*Source*:

^^^^^^^^^^^^^^^^

AUSTRALIA
General denies reports
Defense Force chief Lieutenant General David Hurley yesterday denied reports that bodies of soldiers killed in Afghanistan were mishandled during repatriation, or that the corpse of an Afghan insurgent was mistreated. Hurley’s comments came after the Sydney Daily Telegraph said soldiers’ bodies were wrongly placed in coffin lids, with the main section of the casket set on top upside-down. The paper also highlighted an incident in which an insurgent’s corpse was put in a taxi with its legs hanging out of the window, which had become known to troops as the Weekend at Bernie’s episode.
AUSTRALIA
WWII wreck opens to divers
The wreck of a Japanese mini submarine that famously attacked Sydney Harbor during World War II will be opened to divers, authorities said yesterday, after getting approval from Tokyo To mark the 70th anniversary of the event, New South Wales Environment Minister Robyn Parker said controlled diving would be allowed. The assault came in 1942 after Japanese pilots reported Allied warships in Sydney Harbor. The commanding officer of a flotilla of five large submarines attacked the harbor with three midget submarines. One of the submarines sank the converted ferry HMAS Kuttabul, killing 21 sailors. The submarine’s fate was unknown until 2006 when scuba divers discovered it off Sydney’s northern beaches.

^^^^^^^^^^^^^^^^

*Source data*:

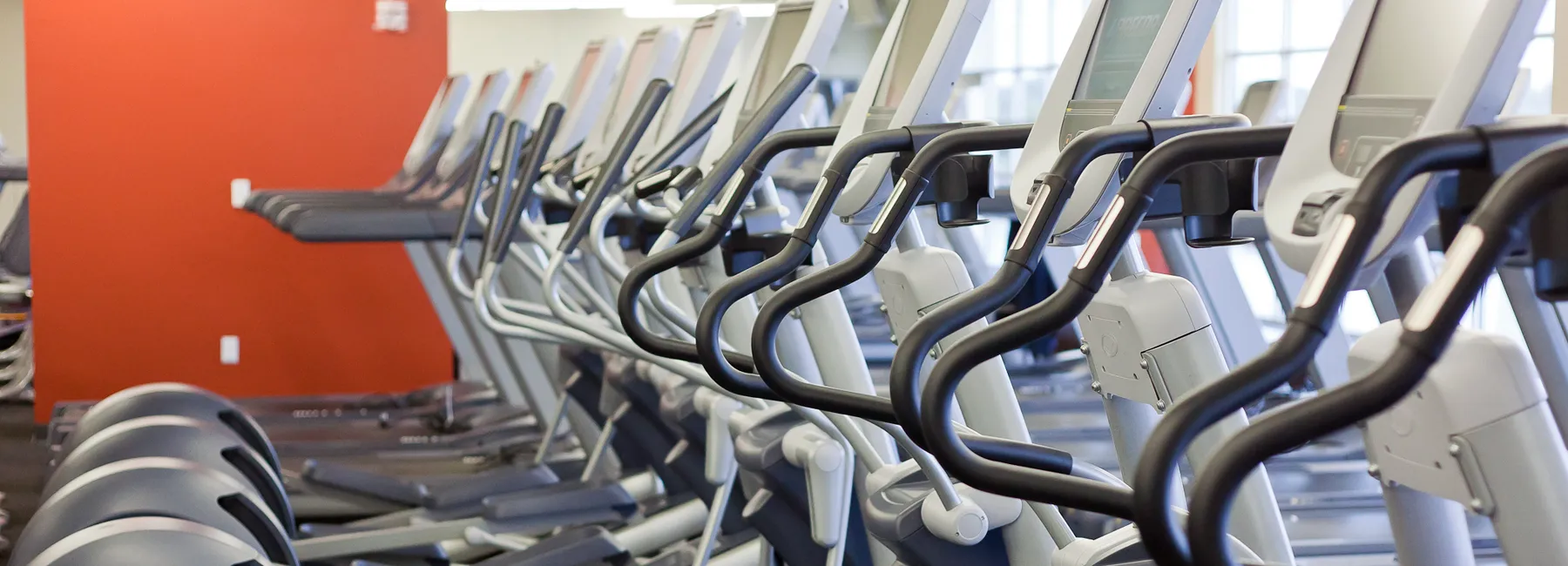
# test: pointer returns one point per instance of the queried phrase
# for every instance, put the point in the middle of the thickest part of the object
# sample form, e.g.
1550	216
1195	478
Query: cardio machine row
720	401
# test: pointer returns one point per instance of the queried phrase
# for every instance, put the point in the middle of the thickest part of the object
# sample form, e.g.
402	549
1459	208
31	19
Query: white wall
13	90
480	43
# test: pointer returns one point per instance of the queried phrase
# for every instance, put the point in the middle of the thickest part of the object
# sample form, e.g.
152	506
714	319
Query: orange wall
140	113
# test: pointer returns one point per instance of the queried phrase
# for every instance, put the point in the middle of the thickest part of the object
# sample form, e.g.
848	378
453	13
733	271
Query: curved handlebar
1305	328
613	166
875	245
795	253
1058	311
686	138
482	174
713	234
1050	198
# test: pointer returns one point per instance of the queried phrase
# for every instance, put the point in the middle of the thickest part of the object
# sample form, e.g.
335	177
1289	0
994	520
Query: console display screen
513	107
1254	104
1121	41
634	78
776	49
1391	90
698	44
915	35
584	71
1126	31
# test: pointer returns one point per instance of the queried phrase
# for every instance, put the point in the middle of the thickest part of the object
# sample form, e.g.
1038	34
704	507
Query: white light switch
391	16
229	350
239	192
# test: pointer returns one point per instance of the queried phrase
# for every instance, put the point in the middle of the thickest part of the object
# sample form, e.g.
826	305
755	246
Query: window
1537	66
1011	63
1269	39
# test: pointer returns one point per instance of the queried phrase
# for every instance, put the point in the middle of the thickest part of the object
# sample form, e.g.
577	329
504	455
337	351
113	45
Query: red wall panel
140	113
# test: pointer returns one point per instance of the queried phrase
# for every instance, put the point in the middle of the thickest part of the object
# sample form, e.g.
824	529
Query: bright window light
692	11
631	8
527	5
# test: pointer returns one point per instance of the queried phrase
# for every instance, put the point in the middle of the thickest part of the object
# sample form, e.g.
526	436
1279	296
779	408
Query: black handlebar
1495	227
1058	311
1305	330
703	242
612	170
795	253
482	174
747	156
523	196
878	240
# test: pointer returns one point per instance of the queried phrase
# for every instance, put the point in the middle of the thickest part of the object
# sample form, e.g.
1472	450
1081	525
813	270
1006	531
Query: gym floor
21	468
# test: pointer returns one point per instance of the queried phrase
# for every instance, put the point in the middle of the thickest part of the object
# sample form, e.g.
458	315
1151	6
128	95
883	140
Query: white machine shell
466	140
1128	319
585	99
1152	94
1474	93
927	96
662	46
438	119
527	101
811	47
1481	378
695	90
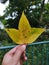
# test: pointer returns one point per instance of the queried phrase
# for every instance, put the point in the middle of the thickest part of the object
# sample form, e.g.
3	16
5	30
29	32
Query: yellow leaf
25	33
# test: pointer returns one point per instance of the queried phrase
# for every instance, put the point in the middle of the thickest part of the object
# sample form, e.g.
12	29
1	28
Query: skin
15	56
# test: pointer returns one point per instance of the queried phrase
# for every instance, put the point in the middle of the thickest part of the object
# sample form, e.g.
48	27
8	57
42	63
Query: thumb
19	52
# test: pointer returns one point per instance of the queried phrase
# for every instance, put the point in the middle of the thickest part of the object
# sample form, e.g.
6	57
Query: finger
24	57
12	51
19	52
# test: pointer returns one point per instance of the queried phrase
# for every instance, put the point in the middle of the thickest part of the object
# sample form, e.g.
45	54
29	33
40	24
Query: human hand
15	56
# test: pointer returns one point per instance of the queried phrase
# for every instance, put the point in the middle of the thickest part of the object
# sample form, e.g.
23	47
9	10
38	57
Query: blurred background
37	12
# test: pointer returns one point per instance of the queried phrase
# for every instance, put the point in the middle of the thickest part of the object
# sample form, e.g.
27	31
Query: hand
15	56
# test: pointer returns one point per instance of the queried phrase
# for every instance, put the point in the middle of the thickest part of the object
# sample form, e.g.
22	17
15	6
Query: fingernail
24	47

^^^^^^^^^^^^^^^^

*Written instruction 1*:
Pull out every row that contains the string "window", treating uppercase and lowercase as different.
*Written instruction 2*:
Pick up the Australian news briefs after their final sentence and keep writing.

*Expected output 1*:
Query: window
Query: bright window light

*Expected output 2*:
AUSTRALIA
PM promotes female politics
Prime Minister Julia Gillard and her Thai counterpart have announced that lawmakers will begin an exchange program between the two countries to promote women in politics. Gillard told a Parliament House lunch in honor of Thai Prime Minister Yingluck Shinawatra yesterday that: “As the first, we want many other women to feel the same sense of possibility that we have felt.” Three young women from Thailand will travel to Canberra next month to start a young leaders political exchange program. The Global Ambassador for Women and Girls, Penny Williams, will visit Thailand within a year to promote political and economic empowerment of women and girls.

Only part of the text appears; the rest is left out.